== YOUR TASKS ==
A – Write out the passage of the dog agility post from "I have run across" to "want to try.", word for word.
B – From the listing, reproduce verbatim the lines from the line with "Target: asphalt road" to the line with "[(799, 385), (761, 547)]", including both of those lines.

== SUPPLIED TEXT ==
I have run across a bit of a quandary for myself I think.  My husband, daughter and I have put together a class just for us where we can work through courses, sequences and problems with our own dogs.  It is our private support group in ways to assure we are getting all the work on our own dogs that we need to keep up with everything that is out there.  We made a promise to each other to only support and not criticize and to only help not hinder.  Each week we bring something new to the class by way of challenges, or questions or something we want to try.

Last night we each worked on our own personal training issues.  Mine was the dogwalk with Ice.  I have been working this problem for almost 7 years now.  It is the only thing keeping Ice and I from agility greatness but it is all three contacts and sometimes the table.  I bring this up because last night  my daughter was helping me work out the dogwalk and I hit a wall.  I realized that I no longer carried the “hope” that I needed to work through the problem.  I no longer feel that I can fix it and further feel an unwillingness to give it any more time.  The plan was to retrain his contacts while I was recoupping so that we would be good to go when I came back.  This however, has not happened.  Not due to not trying, but due to a continuation of my failure to find the answer.  One answer keeps hitting me in the face – teach a stop.  But I just am unwilling to give up.  I need to give up on the idea of running it to get a solid answer.  I cant bring myself to do it.  I am so sad by this.

== EXERCISE MATERIAL ==
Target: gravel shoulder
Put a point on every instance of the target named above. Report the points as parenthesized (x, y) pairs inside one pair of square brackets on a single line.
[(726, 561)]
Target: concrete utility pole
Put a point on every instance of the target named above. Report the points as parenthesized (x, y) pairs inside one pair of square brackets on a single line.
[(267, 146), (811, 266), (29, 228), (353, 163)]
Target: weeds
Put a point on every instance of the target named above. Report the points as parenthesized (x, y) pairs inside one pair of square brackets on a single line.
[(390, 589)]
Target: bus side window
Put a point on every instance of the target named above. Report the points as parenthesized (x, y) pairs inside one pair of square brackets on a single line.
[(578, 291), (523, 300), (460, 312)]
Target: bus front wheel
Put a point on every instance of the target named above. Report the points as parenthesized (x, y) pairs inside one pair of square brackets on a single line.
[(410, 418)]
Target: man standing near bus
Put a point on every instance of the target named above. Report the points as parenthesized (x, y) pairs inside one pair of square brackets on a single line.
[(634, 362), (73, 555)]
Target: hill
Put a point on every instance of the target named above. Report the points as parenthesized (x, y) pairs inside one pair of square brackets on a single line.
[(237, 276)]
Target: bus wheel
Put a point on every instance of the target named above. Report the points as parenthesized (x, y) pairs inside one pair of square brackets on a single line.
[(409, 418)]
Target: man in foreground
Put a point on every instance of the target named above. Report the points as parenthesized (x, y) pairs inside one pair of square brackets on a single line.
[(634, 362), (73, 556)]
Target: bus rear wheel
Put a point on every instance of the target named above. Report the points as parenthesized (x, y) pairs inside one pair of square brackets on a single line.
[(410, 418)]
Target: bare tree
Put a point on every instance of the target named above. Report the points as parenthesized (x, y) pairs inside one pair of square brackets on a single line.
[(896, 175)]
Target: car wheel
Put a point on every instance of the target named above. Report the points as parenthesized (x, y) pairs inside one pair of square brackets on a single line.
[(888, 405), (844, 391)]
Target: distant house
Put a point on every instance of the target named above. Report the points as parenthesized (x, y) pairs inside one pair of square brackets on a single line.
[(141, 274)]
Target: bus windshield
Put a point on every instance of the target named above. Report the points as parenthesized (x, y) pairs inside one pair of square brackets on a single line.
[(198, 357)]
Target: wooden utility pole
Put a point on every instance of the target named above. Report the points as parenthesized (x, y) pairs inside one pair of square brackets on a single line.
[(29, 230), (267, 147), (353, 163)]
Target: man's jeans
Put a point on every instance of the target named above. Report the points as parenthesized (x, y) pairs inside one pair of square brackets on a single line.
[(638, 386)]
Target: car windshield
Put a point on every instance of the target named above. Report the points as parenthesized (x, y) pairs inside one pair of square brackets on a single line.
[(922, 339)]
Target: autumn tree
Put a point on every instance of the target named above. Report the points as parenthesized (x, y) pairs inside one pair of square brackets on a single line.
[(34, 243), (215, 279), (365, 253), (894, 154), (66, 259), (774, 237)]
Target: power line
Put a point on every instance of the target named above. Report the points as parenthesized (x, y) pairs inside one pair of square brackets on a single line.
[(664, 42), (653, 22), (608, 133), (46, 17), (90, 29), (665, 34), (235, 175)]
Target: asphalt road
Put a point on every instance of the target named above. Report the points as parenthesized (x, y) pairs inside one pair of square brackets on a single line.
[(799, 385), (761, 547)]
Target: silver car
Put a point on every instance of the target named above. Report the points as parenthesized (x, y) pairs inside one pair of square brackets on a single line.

== PER-TASK ANSWERS ==
A –
I have run across a bit of a quandary for myself I think.  My husband, daughter and I have put together a class just for us where we can work through courses, sequences and problems with our own dogs.  It is our private support group in ways to assure we are getting all the work on our own dogs that we need to keep up with everything that is out there.  We made a promise to each other to only support and not criticize and to only help not hinder.  Each week we bring something new to the class by way of challenges, or questions or something we want to try.

B –
Target: asphalt road
Put a point on every instance of the target named above. Report the points as parenthesized (x, y) pairs inside one pair of square brackets on a single line.
[(799, 385), (761, 547)]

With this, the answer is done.